> WORK INSTRUCTIONS
1. Return, word for word, the part of the skunk cabbage passage between "If you go hiking" and "and near streams.", inclusive.
2. Supply the next part of the skunk cabbage passage, beginning after its final sentence.
[PROVIDED PASSAGE Boundary: Start]
Skunk Cabbage

If you go hiking in the next week or two, you will see the forest start to come alive. You might even catch sight of the flowering perennial skunk cabbage (Latin name is Symplocarpus Foetidus). It lives in the lowland habitat of the woodlands. You will find them in the wetlands and near streams.

It is one of the first plants to awaken in spring. A perennial is a plant that continues to come up year after year. In winter it dies back to the ground and leaves no trace of itself. This plant can have a lifespan up to 20 years. Foetidus is the same as fetid in English meaning an extremely unpleasant smell. It smells like rotted meat to attract beetles for pollination. The odor is emitted when the plant is bruised.

What makes skunk cabbage so interesting is that it is like a little furnace. Through a process called thermogenesis, the plant can heat up internally to 65 degrees F. This warming will melt the snow. The flower is hidden inside the petals. The petals are a burgundy color on the east coast and yellow in the west.
[PROVIDED PASSAGE Boundary: End]
[GIVEN INFORMATION Boundary: Start]
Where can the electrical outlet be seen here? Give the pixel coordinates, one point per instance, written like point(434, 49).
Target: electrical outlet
[GIVEN INFORMATION Boundary: End]
> ANSWERS FOR EACH ITEM
1.
If you go hiking in the next week or two, you will see the forest start to come alive. You might even catch sight of the flowering perennial skunk cabbage (Latin name is Symplocarpus Foetidus). It lives in the lowland habitat of the woodlands. You will find them in the wetlands and near streams.

2.
Photo Credit: Skunk Cabbage Leaves USGS

The plant is low growing, that is until the leaves start to appear. Once the flower starts to fade, the leaves become visible. The leaves can be 2 feet long and more than a foot across. They may remind you of hosta leaves.

So pack your backpack and head out to catch a glimpse of this harbinger of spring before the flower is gone. Don’t forget to take some photos. Then hike back to see the leaves in another week or two. It is such an exciting time in the forest, seeing it waking up. If you are looking for us, you will find us outside.